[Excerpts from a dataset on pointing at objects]
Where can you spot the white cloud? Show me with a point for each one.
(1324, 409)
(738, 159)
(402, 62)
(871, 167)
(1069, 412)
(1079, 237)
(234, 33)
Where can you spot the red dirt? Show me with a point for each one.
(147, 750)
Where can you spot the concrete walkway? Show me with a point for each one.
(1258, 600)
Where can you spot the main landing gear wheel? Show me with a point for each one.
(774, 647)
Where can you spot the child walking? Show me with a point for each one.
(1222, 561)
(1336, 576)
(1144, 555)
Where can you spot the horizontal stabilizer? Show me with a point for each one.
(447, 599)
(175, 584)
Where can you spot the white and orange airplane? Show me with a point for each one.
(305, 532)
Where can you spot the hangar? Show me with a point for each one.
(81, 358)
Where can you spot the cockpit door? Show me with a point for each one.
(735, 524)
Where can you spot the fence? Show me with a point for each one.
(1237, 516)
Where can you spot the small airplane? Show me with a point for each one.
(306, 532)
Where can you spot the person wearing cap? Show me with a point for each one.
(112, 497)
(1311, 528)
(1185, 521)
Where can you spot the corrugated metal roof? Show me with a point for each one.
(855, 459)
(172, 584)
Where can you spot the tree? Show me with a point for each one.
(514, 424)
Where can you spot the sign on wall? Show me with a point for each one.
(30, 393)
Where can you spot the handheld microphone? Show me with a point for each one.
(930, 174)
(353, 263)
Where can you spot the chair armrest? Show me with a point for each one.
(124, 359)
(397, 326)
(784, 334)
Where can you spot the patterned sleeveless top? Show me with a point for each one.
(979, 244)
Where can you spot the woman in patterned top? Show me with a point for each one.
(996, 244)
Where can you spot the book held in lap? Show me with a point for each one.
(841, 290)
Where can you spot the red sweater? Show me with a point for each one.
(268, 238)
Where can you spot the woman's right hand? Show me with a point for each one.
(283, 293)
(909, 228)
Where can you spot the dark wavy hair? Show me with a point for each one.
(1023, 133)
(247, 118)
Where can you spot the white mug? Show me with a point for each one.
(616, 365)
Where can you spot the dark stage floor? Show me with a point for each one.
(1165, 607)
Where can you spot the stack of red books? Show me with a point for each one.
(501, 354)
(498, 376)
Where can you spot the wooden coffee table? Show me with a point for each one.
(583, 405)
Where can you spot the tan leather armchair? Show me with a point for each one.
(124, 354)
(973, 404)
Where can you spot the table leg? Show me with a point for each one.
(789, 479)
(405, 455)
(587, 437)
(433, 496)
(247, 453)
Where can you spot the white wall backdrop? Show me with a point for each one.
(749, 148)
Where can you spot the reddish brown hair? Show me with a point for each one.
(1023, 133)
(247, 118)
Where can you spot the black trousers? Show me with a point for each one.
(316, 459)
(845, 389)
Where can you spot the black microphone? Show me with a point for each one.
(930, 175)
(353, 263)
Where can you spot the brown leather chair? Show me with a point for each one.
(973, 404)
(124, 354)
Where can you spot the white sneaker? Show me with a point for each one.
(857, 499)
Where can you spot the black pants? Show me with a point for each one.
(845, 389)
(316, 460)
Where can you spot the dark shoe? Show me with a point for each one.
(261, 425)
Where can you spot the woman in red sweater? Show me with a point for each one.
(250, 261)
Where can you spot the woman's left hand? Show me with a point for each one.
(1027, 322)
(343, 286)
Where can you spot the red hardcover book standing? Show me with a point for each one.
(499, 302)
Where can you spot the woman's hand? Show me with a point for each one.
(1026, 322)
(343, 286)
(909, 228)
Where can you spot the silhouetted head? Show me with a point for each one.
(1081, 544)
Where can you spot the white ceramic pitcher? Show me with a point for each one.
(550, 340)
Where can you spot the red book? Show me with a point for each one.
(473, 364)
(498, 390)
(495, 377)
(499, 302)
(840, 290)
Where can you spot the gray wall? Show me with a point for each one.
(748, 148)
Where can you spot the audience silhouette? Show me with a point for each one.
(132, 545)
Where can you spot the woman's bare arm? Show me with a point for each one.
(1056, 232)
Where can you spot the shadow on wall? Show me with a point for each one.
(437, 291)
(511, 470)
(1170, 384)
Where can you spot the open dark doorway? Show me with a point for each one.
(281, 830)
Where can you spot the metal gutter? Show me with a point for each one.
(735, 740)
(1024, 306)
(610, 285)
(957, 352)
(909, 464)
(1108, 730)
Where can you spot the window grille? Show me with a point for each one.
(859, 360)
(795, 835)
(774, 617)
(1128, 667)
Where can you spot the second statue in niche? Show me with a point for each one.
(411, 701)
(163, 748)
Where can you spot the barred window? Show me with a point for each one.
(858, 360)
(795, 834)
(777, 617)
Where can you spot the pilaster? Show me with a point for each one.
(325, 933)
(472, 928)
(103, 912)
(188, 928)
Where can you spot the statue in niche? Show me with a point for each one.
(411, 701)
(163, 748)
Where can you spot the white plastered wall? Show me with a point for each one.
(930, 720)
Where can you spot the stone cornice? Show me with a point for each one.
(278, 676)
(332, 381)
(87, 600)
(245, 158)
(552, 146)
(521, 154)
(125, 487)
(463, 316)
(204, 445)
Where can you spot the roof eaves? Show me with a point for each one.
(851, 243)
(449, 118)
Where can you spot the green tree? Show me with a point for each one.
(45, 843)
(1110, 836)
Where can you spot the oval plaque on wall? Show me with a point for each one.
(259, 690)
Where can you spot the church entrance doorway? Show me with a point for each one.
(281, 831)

• **WORK INSTRUCTIONS**:
Return each of the records above verbatim, from the first to the last.

• **TASK OUTPUT**:
Where can you spot the white cloud? Show me with a point for each one.
(1324, 409)
(738, 159)
(402, 62)
(871, 167)
(1069, 412)
(1079, 237)
(234, 33)
Where can you spot the red dirt? Show me with a point for each one.
(147, 750)
Where can you spot the concrete walkway? Show me with a point for each one.
(1258, 600)
Where can you spot the main landing gear wheel? Show me with a point for each one.
(774, 647)
Where can you spot the child walking? Show me with a point for each one.
(1222, 561)
(1336, 576)
(1144, 555)
Where can you spot the horizontal stabilizer? Show me with a point for each one.
(447, 599)
(175, 584)
Where can you spot the white and orange airplane? Show me with a point for each one.
(305, 532)
Where can you spot the hangar? Show me with a point for each one.
(81, 358)
Where can you spot the cockpit door? Show me with a point for each one.
(735, 524)
Where can you spot the fence? Show me with a point for each one.
(1237, 516)
Where can you spot the small airplane? Show me with a point for each one.
(306, 532)
Where can you spot the person wearing cap? Show me with a point for each one.
(112, 497)
(1311, 528)
(1185, 521)
Where can you spot the corrugated metal roof? Show me with a point for each one.
(855, 459)
(172, 584)
Where can you spot the tree? Show me with a point for each one.
(514, 424)
Where can you spot the sign on wall? Show me with a point for each one.
(30, 393)
Where can you spot the handheld microphone? Show me with a point for each one.
(930, 174)
(353, 263)
Where can you spot the chair armrest? Show me with a point for each one.
(124, 359)
(397, 326)
(784, 334)
Where can you spot the patterned sleeveless top? Show me with a point for each one.
(979, 244)
Where can you spot the woman in patterned top? Show me with a point for each one.
(996, 244)
Where can you spot the book held in lap? Show me with a point for each one.
(841, 290)
Where can you spot the red sweater? Show me with a point for each one.
(268, 238)
Where can you spot the woman's right hand? Show me with a point for each one.
(283, 293)
(909, 228)
Where can you spot the dark wavy hair? Show me with a point for each one.
(1023, 133)
(247, 118)
Where can you spot the white mug? Show me with a point for each one.
(616, 365)
Where can you spot the dark stage floor? Show me with a point for each one.
(1165, 607)
Where can you spot the stack of red books? Show me with a point for each one.
(501, 354)
(498, 376)
Where can you spot the wooden coffee table? Show me with a point for each one.
(583, 405)
Where can you spot the tan leather armchair? Show me with a point for each one.
(124, 354)
(973, 404)
Where can you spot the table leg? Show me with a point for each one.
(789, 479)
(405, 455)
(587, 437)
(433, 496)
(247, 453)
Where can you spot the white wall backdrop? Show me with a point for each one.
(749, 148)
Where can you spot the reddish brown hair? Show me with a point for each one.
(1023, 133)
(247, 118)
Where can you spot the black trousers? Show me with a point for each one.
(316, 459)
(845, 389)
Where can you spot the black microphone? Show me with a point for each one.
(930, 175)
(353, 263)
Where can you spot the brown leather chair? Show me with a point for each one.
(973, 404)
(124, 354)
Where can you spot the white sneaker? Show me with a point for each one.
(857, 499)
Where can you spot the black pants? Show me with a point for each one.
(845, 389)
(316, 460)
Where can you spot the dark shoe? Show me with a point for each one.
(261, 425)
Where can you spot the woman in red sweater? Show me with a point for each one.
(250, 261)
Where can you spot the woman's left hand? Show me with a point for each one.
(1027, 322)
(343, 286)
Where can you spot the red hardcover book standing? Show me with a point for each one.
(499, 302)
Where can you spot the woman's hand? Show me with a point for each one.
(1026, 322)
(343, 286)
(909, 228)
Where can you spot the silhouetted head? Show me with a point for each one.
(1081, 544)
Where can you spot the white ceramic pitcher? Show me with a point for each one.
(550, 340)
Where can you spot the red book? Show me with a point for each one.
(473, 364)
(498, 390)
(495, 377)
(499, 302)
(840, 290)
Where can you spot the gray wall? Show me with a point for each one.
(748, 148)
Where can you spot the audience silhouette? Show me with a point for each one.
(132, 545)
Where can you spot the woman's bare arm? Show me with a point for each one.
(1056, 232)
Where can you spot the shadow on wall? Show me with a point for each one.
(437, 291)
(511, 470)
(1170, 384)
Where can you spot the open dark doorway? Show me with a point for each one.
(281, 830)
Where can you spot the metal gutter? Show me with a point for each one.
(735, 740)
(1024, 306)
(610, 285)
(957, 352)
(909, 464)
(1108, 730)
Where can you spot the window grille? Show me with a point for each one.
(859, 360)
(795, 835)
(774, 617)
(1128, 667)
Where can you spot the second statue in niche? Show me with a point for each one.
(411, 701)
(163, 748)
Where can you spot the barred window? Show me with a point for each one.
(858, 360)
(795, 834)
(777, 617)
Where can you spot the pilaster? Show me with a point for each one.
(325, 933)
(472, 928)
(103, 912)
(188, 928)
Where can you spot the statue in niche? Show me with a point for each one.
(411, 701)
(163, 748)
Where can you spot the white plastered wall? Show me with a point for each one.
(930, 720)
Where can you spot the stone cornice? Show me with a point for each one.
(278, 676)
(332, 381)
(87, 600)
(245, 158)
(552, 146)
(521, 154)
(125, 487)
(463, 316)
(204, 445)
Where can you spot the roof eaves? Show me with a point for each one.
(851, 243)
(449, 118)
Where can you spot the green tree? Show me with a point for each one.
(45, 843)
(1110, 836)
Where can you spot the oval plaque on wall? Show me with a point for each one.
(259, 690)
Where can you spot the church entrance doorway? Show me with a point for each one.
(281, 831)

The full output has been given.